Text shown:
= = = = = = =
Thousands of women diagnosed with ovarian cancer will be tested to see if they are hidden carriers of the gene that can cause the deadly disease.
The Traceback program at the Peter MacCallum Cancer Centre in Melbourne will test tissue samples of 11,000 women diagnosed between 2001 and 2016 to see if they are carriers of the BRCA gene mutations.
People with BRCA mutations are at an increased risk of breast, ovarian and prostate cancers.
Professor David Bowtell from the Peter MacCallum Cancer Centre said at least 1500 of the women may have unknowingly inherited a BRCA mutation.
“BRCA1 and 2 mutations occur in up to 20 per cent of patients with ovarian cancer, particularly those with a serious type of the disease,” he said.
Before the Traceback program, there had been no active program in finding women who missed the opportunity to be tested for both mutations, experts said.
“When it is fully implemented, Traceback has the potential to prevent thousands of cases of ovarian and breast cancer,” Professor Bowtell said.
Some of the patients whose tissue is being tested may have already died, so if a mutation is detected, it’s expected their close family members will want to be tested.
‘This will prevent other people from developing cancer’
Sydney psychologist Kirstin Young said if her family had been tested for the mutations, she might not have been diagnosed with ovarian cancer.
“My father had prostate cancer and his sister had breast cancer, so my oncologist suggested I should be tested for the BRCA mutations,” she said.
She discovered she had the BRCA2 mutation.
“Being able to go back and test these patients samples is fantastic, as this is the kind of research that will prevent other people from developing cancer,” she said.
Ms Young now has regular screenings and is taking a targeted cancer therapy, which is keeping her well.
Health Minister Greg Hunt said the Federal Government would give $3 million to the project.
“Approximately 1500 Australian women were diagnosed with ovarian cancer last year and it’s estimated that more than 1000 died,” he said.
“The results of this project will help women understand their risk of developing ovarian and breast cancer and allow them to consider taking preventative action.”
= = = = = = =
Provided data:
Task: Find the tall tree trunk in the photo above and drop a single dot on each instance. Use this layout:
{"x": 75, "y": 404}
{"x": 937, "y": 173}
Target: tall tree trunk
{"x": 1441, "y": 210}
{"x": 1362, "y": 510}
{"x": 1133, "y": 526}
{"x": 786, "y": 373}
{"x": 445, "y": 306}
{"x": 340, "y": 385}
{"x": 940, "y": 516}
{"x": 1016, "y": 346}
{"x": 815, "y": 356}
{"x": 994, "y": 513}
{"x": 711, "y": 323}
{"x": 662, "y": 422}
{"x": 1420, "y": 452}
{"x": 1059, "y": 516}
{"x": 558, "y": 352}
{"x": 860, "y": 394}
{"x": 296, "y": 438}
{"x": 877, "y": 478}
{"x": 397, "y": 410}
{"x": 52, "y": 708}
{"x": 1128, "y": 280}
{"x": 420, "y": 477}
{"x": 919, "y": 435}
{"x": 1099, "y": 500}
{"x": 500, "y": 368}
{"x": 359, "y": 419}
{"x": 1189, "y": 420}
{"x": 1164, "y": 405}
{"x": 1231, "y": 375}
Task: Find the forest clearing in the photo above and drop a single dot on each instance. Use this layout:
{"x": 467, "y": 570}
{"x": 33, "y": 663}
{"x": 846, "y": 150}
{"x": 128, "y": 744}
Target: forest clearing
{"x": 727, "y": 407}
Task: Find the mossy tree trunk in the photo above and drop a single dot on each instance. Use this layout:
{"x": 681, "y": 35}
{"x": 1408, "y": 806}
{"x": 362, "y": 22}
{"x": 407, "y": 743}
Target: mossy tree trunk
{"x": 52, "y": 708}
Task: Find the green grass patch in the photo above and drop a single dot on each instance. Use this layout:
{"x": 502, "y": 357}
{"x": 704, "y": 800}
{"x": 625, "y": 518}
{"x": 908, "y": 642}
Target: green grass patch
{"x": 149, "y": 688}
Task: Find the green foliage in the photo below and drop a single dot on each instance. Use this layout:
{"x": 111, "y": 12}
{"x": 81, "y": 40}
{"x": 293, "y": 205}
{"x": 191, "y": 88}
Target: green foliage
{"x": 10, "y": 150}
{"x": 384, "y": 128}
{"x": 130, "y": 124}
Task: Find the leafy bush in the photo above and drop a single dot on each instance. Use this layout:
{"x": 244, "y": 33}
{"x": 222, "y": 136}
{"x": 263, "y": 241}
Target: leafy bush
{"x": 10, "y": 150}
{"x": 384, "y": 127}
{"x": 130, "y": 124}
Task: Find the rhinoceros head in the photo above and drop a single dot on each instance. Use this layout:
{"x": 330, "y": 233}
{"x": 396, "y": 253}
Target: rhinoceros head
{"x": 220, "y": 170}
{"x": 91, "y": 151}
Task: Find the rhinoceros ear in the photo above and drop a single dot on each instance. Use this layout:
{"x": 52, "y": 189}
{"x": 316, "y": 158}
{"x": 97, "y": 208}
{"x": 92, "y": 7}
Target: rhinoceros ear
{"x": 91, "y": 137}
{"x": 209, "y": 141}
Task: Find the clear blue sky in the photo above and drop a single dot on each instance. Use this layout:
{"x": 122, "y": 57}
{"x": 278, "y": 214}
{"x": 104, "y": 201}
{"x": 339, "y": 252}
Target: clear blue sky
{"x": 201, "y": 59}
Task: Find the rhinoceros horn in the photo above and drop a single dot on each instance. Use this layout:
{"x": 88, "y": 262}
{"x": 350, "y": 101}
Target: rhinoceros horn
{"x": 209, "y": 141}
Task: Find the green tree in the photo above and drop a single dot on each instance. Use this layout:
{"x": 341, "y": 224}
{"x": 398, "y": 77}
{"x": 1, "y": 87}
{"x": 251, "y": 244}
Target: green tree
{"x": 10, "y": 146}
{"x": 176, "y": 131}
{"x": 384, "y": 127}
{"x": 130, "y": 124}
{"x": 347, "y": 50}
= = = = = = =
Exercise prompt: Transcribe the ovarian cancer article verbatim, starting at "Before the Traceback" and ending at "Professor Bowtell said.". The rows are unrelated to the ovarian cancer article and can be disregarded.

Task output:
Before the Traceback program, there had been no active program in finding women who missed the opportunity to be tested for both mutations, experts said.
“When it is fully implemented, Traceback has the potential to prevent thousands of cases of ovarian and breast cancer,” Professor Bowtell said.